Data in this exercise:
━━━━━━━━━━━━━━━━━━━━━━━━━━━━━━

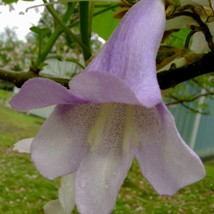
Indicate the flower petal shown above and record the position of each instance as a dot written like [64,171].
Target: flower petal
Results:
[131,51]
[62,141]
[66,193]
[102,173]
[165,160]
[40,92]
[102,88]
[23,146]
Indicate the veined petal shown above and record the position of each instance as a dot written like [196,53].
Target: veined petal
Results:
[165,160]
[61,143]
[102,88]
[23,146]
[102,173]
[40,92]
[131,51]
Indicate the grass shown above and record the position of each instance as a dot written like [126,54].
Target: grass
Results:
[24,191]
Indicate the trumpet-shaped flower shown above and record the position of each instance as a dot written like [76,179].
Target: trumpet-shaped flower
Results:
[112,112]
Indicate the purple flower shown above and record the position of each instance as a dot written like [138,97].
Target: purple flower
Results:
[112,112]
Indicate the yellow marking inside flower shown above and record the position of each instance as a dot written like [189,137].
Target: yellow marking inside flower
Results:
[130,132]
[96,133]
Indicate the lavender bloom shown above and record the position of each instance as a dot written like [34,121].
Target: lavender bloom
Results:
[112,112]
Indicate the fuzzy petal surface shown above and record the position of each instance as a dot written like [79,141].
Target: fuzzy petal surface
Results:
[61,143]
[40,92]
[103,171]
[131,51]
[66,193]
[165,160]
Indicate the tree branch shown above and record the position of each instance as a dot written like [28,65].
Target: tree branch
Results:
[166,79]
[172,77]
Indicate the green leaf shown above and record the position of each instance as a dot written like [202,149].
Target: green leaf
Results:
[9,1]
[104,23]
[40,31]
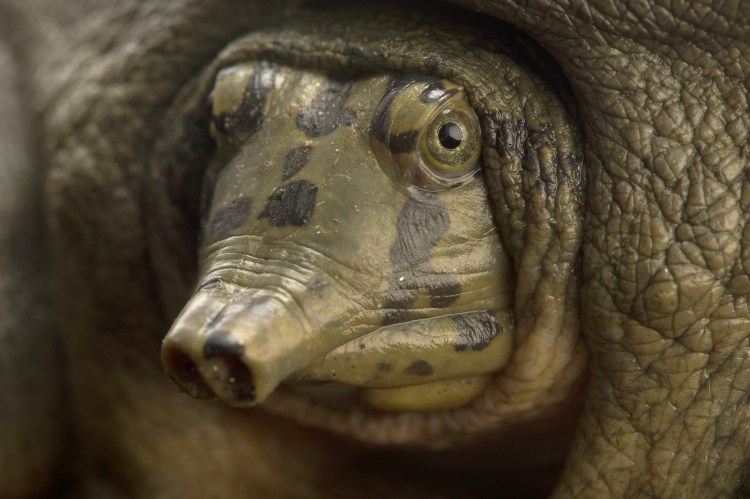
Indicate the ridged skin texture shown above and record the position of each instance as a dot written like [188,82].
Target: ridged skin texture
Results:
[631,239]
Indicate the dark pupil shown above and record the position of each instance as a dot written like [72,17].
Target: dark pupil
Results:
[450,135]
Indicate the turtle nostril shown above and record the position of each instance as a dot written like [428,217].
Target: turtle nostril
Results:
[235,379]
[184,372]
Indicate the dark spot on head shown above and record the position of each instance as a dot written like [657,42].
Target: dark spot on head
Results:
[291,204]
[444,291]
[475,330]
[384,367]
[326,111]
[347,117]
[248,117]
[420,368]
[419,227]
[229,218]
[209,284]
[403,142]
[433,93]
[381,116]
[295,161]
[221,343]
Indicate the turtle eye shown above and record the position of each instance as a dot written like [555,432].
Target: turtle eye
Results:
[450,144]
[428,133]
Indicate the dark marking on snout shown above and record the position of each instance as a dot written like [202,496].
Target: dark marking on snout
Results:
[475,330]
[229,218]
[248,117]
[420,368]
[221,343]
[295,161]
[326,111]
[291,204]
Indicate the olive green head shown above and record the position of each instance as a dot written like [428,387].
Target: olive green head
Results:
[348,240]
[374,205]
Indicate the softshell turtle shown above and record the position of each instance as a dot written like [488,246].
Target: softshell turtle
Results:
[386,238]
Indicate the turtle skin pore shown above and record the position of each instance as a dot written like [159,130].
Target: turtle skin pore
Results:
[614,151]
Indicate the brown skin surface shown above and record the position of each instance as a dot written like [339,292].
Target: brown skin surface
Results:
[663,94]
[662,97]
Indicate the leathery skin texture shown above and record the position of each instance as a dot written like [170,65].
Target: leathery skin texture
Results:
[653,247]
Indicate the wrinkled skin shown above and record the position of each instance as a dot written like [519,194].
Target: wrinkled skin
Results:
[661,278]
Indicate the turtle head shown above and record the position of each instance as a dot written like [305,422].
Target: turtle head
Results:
[348,249]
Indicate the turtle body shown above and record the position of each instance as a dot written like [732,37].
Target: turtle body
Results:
[354,229]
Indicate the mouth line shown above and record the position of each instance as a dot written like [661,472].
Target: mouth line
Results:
[434,363]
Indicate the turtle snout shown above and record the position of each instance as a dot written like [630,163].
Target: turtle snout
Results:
[234,348]
[216,374]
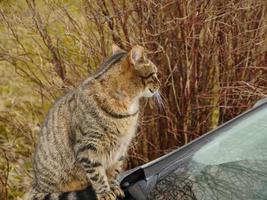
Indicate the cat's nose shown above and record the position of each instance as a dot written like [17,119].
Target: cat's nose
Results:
[155,79]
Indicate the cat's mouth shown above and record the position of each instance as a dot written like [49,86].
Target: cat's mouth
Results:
[150,90]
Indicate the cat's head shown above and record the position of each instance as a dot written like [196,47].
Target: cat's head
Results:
[137,74]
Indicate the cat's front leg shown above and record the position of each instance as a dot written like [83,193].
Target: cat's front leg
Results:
[96,175]
[112,175]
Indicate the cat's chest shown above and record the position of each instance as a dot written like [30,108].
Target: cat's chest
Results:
[120,146]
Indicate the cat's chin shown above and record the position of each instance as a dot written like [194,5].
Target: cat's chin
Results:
[149,93]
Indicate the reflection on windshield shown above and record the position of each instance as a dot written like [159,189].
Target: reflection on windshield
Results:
[232,166]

━━━━━━━━━━━━━━━━━━━━━━━━━━━━━━

What you should do:
Can you reproduce all of the data above verbatim, leaving the pictures out?

Final answer:
Indicate the flower petal shown above and record the position of each instance as a dot written like [64,171].
Target: flower petal
Results:
[131,51]
[62,141]
[66,193]
[102,173]
[165,160]
[40,92]
[102,88]
[23,146]
Indicate the veined petal shown above and record the position of each instance as a dot written like [196,53].
Target: veined petal
Results:
[165,160]
[61,143]
[102,88]
[23,146]
[102,173]
[40,92]
[131,51]
Indicate the grass shown above and record the position of each instance as a dot written like [126,54].
Target: grass
Results:
[24,191]
Indicate the trumpet-shaped flower shown above and record the position of each instance as a dot written like [76,179].
Target: trumpet-shaped flower
Results:
[112,112]
Indicate the purple flower shown above and record the position of each instance as a dot written like [138,97].
Target: purple flower
Results:
[112,112]
Indicate the yellow marking inside flower shown above and record the position of each instance as a dot written like [189,137].
Target: yellow marking inside flower
Results:
[130,132]
[96,133]
Indicate the lavender bloom shown above and record the position of each instance as a dot written like [34,121].
Target: lavender bloom
Results:
[112,112]
Indicate the fuzzy petal surface shown above and record the position of each instance as a dot written like [79,141].
Target: fuzzy petal surface
Results:
[61,143]
[40,92]
[103,171]
[131,51]
[66,193]
[165,160]
Indicate the tree branch shown above and record the position of each instance as a dot written like [28,65].
Target: tree branch
Results:
[166,79]
[172,77]
Indicate the green leaf shown above and record the position of each instance as a dot written like [202,149].
Target: green leaf
Results:
[9,1]
[104,23]
[40,31]
Indicate the ridged skin texture shown above and record the position of each instance as a dot written like [188,82].
Target: ridged skin texture
Results:
[631,239]
Indicate the dark pupil shown above and record the position of each instance as a dot written like [72,17].
Target: dark pupil
Results:
[450,135]
Indicate the turtle nostril shown above and record the position of each instance as a dot written like [428,217].
Target: turtle nostril
Results:
[235,379]
[184,372]
Indicate the dark spot on head shown above and record the position of each instance as a dot written like [657,42].
Target: dark spot on head
Results:
[291,204]
[444,291]
[475,330]
[384,367]
[326,111]
[347,117]
[248,117]
[420,368]
[419,227]
[229,218]
[209,284]
[403,142]
[433,93]
[381,116]
[295,161]
[221,343]
Indicate the turtle eye shown above and record the position of each instance as a dot written like [555,432].
Target: turtle eye
Results:
[450,144]
[428,133]
Indicate the dark marking on snout shown above and record the position of each instance as a dot written like [202,496].
Target: dark marking on snout
Results:
[475,330]
[229,218]
[248,117]
[420,368]
[221,343]
[295,161]
[326,111]
[291,204]
Indicate the olive green head shown above and record the position of each instance as a dot written like [428,387].
Target: olive green head
Results:
[348,240]
[374,205]
Indicate the softshell turtle shown above and record the position of each instance as a dot written like [488,246].
Target: softshell turtle
Results:
[386,238]
Indicate the turtle skin pore shown above and record the position of each instance as a dot written like [159,130].
Target: turtle skin pore
Results:
[614,151]
Indicate the brown skin surface shown above and record the position of each instance as a dot written like [339,292].
Target: brown skin surface
Results:
[663,94]
[662,97]
Indicate the leathery skin texture shown above and record the position of each instance as a dot written like [170,65].
Target: leathery skin texture
Results:
[653,247]
Indicate the wrinkled skin shown above and record the position of each instance as a dot written like [519,194].
Target: wrinkled skin
Results:
[661,278]
Indicate the turtle head shown above and record the position of each instance as a dot written like [305,422].
Target: turtle head
Results:
[348,249]
Indicate the turtle body shown above and record the position of each instance as a dot written like [732,37].
Target: turtle body
Results:
[354,229]
Indicate the mouth line shown above and record the position of each instance as a dot written like [661,472].
Target: mouth line
Results:
[434,363]
Indicate the turtle snout shown above and record the position of each instance as a dot written like [630,163].
Target: turtle snout
Results:
[234,348]
[216,374]
Indicate the cat's nose shown above and record the position of each instance as a dot written like [17,119].
Target: cat's nose
Results:
[155,79]
Indicate the cat's mouth shown above and record the position of each instance as a dot written like [49,86].
Target: cat's mouth
Results:
[150,90]
Indicate the cat's head shown above and record the position of each instance as a dot written like [196,47].
Target: cat's head
Results:
[137,74]
Indicate the cat's front leg shown above and record the position of each instance as a dot written like [83,193].
Target: cat's front leg
Results:
[96,175]
[112,175]
Indicate the cat's chest shown above and record the position of each instance as a dot written like [30,108].
Target: cat's chest
Results:
[120,146]
Indicate the cat's chin shown above and record the position of each instance as a dot written like [194,5].
Target: cat's chin
Results:
[149,93]
Indicate the reflection on windshield shown above and record the position of each instance as a dot written like [159,189].
Target: reflection on windshield
Results:
[232,166]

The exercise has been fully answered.